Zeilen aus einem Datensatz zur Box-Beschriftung
────────────────────────────────────────

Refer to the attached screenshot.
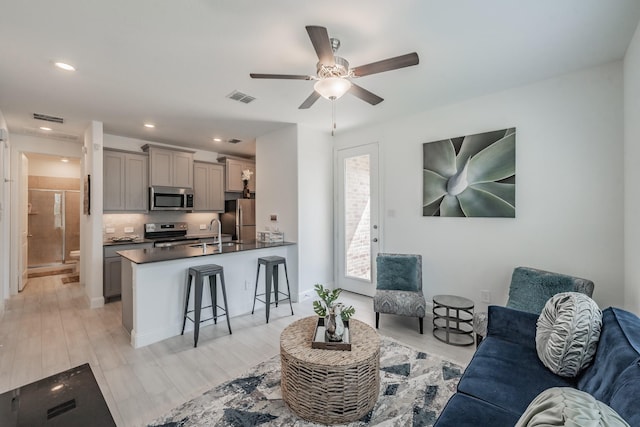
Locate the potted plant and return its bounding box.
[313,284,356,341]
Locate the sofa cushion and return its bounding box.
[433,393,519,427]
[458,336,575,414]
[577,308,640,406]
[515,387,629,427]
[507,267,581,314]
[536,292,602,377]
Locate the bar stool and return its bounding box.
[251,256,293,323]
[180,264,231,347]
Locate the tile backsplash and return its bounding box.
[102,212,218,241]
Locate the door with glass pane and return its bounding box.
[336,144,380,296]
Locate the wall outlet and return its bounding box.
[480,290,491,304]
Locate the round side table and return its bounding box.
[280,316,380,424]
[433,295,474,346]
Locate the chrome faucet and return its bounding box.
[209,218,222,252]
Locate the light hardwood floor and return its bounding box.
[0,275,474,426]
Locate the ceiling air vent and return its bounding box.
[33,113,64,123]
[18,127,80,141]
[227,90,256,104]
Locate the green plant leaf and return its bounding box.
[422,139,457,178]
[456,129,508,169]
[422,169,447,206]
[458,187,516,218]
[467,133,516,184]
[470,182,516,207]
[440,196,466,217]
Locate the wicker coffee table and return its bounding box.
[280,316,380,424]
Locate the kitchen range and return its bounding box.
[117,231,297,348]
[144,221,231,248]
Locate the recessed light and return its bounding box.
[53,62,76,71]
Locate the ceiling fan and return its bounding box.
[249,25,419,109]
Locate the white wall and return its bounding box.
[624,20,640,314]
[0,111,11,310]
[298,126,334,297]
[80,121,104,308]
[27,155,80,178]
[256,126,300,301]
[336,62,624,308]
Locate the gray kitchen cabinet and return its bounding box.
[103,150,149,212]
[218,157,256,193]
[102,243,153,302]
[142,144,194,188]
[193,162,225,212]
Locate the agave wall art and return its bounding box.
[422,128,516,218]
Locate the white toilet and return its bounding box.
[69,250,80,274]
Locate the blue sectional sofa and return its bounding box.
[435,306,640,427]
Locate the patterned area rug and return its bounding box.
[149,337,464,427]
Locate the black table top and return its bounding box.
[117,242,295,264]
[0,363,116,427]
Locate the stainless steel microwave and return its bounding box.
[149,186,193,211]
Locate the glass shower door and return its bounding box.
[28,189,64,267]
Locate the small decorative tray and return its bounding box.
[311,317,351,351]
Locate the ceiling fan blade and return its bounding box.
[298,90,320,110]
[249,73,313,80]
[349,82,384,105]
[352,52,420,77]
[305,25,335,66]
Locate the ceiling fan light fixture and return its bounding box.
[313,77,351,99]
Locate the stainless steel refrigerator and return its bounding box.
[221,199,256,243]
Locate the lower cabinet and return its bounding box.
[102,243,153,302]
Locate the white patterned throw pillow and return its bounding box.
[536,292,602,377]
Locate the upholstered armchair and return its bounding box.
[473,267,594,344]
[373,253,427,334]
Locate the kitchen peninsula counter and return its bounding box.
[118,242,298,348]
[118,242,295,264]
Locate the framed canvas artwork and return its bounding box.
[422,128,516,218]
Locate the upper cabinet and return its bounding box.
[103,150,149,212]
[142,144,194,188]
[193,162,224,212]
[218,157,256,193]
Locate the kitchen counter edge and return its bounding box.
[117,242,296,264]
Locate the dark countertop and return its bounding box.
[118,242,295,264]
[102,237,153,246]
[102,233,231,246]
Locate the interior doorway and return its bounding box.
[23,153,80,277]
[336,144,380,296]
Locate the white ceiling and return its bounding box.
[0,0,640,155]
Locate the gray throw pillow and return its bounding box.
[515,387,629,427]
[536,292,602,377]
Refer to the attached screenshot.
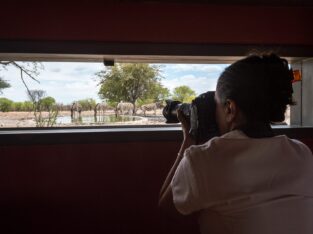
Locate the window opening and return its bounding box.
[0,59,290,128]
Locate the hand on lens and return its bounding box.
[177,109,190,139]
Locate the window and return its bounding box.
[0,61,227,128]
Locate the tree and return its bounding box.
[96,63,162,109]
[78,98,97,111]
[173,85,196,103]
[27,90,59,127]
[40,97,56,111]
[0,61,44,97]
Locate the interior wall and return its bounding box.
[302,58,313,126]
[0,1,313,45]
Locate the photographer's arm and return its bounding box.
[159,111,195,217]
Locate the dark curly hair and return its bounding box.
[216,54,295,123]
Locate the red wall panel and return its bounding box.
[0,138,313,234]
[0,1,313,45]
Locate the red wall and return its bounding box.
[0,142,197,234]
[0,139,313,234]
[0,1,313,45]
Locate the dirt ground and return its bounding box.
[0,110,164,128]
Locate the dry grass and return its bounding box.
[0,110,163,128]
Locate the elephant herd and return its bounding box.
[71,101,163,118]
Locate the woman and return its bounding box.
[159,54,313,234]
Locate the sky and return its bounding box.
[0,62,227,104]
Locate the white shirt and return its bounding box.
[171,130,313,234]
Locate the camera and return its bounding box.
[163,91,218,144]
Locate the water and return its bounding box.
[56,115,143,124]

────────────────────────────────────────

Aufgabenstellung> Aktualisiere die Einträge von der Zeile mit "Locate the kitchen peninsula" bis zur Zeile mit "[71,101,163,118]", indem du "elephant herd" durch "group of elephants" ersetzt und alles Übrige unverändert lässt. Gib nur diese Zeilen ohne die Bilder wieder.

Gelöste Aufgabe>
Locate the kitchen peninsula counter and return its bounding box.
[118,242,298,348]
[118,242,295,264]
Locate the framed canvas artwork and return its bounding box.
[422,128,516,218]
Locate the upper cabinet and return its bounding box.
[103,150,149,212]
[142,144,194,188]
[193,162,224,212]
[218,157,256,193]
Locate the kitchen counter edge and return its bounding box.
[117,242,296,264]
Locate the dark countertop and return its bounding box.
[118,242,295,264]
[102,237,153,246]
[102,233,231,246]
Locate the interior doorway and return its bounding box.
[23,153,80,277]
[336,144,380,296]
Locate the white ceiling and return its bounding box.
[0,0,640,155]
Locate the gray throw pillow and return its bounding box.
[515,387,629,427]
[536,292,602,377]
Refer to the attached screenshot.
Locate the window opening and return its bounding box.
[0,59,290,128]
Locate the hand on lens and return its bounding box.
[177,109,190,139]
Locate the window and return its bounding box.
[0,61,227,128]
Locate the tree and return its bounding box.
[96,63,162,109]
[78,98,97,111]
[173,85,196,103]
[27,90,59,127]
[40,97,56,111]
[0,61,44,97]
Locate the interior wall and return its bounding box.
[302,58,313,126]
[0,1,313,45]
Locate the photographer's arm and return its bounding box.
[159,111,195,217]
Locate the dark curly hair and return its bounding box.
[216,54,295,123]
Locate the red wall panel and return its bounding box.
[0,138,313,234]
[0,1,313,45]
Locate the red wall and return its bounding box.
[0,142,197,234]
[0,139,313,234]
[0,1,313,45]
Locate the dirt ground and return its bounding box.
[0,110,164,128]
Locate the dry grass and return its bounding box.
[0,110,163,128]
Locate the group of elephants and return its bounding box.
[71,101,163,118]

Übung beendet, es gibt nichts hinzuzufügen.